Activity :: Identify all lines in the data containing the string "blue". Copy them out.

____________________

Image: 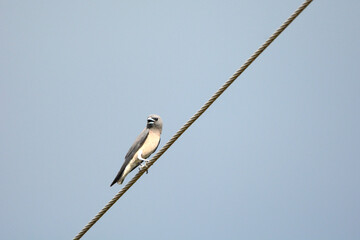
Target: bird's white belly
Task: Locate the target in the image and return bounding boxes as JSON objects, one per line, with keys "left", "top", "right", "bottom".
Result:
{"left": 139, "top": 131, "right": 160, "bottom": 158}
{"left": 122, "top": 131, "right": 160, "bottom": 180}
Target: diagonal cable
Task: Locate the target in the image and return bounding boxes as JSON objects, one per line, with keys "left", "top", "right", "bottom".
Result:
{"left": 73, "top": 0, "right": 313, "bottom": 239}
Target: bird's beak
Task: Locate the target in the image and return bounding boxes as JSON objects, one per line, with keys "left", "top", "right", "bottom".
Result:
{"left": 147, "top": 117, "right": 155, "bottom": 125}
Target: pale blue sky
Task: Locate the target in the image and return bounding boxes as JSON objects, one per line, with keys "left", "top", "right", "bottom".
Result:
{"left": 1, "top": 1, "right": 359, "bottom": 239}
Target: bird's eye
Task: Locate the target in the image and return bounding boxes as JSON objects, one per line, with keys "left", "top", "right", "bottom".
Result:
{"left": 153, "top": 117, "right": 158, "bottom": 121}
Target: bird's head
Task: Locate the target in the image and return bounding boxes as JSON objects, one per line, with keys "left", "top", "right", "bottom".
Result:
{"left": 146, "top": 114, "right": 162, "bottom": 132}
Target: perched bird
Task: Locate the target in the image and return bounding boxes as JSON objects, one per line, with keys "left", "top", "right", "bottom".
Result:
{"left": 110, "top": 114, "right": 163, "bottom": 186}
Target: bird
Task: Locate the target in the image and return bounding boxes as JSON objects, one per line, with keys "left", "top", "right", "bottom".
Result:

____________________

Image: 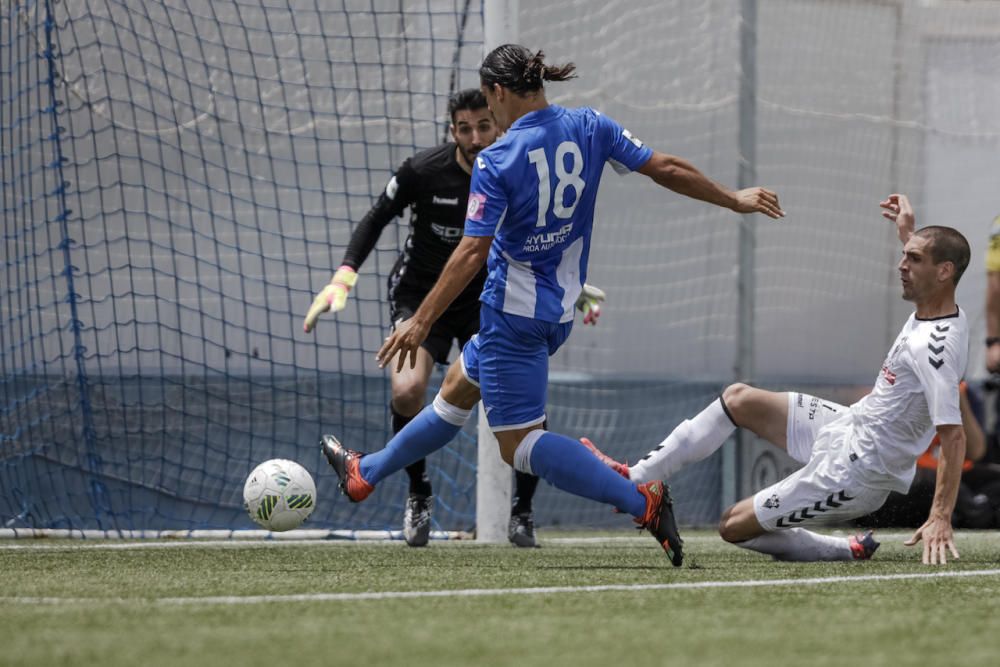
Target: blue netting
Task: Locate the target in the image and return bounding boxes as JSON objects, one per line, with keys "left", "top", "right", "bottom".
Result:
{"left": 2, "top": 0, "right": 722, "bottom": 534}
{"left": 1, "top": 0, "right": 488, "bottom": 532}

____________________

Worked solution ::
Target: pale blue sky
Target: blue netting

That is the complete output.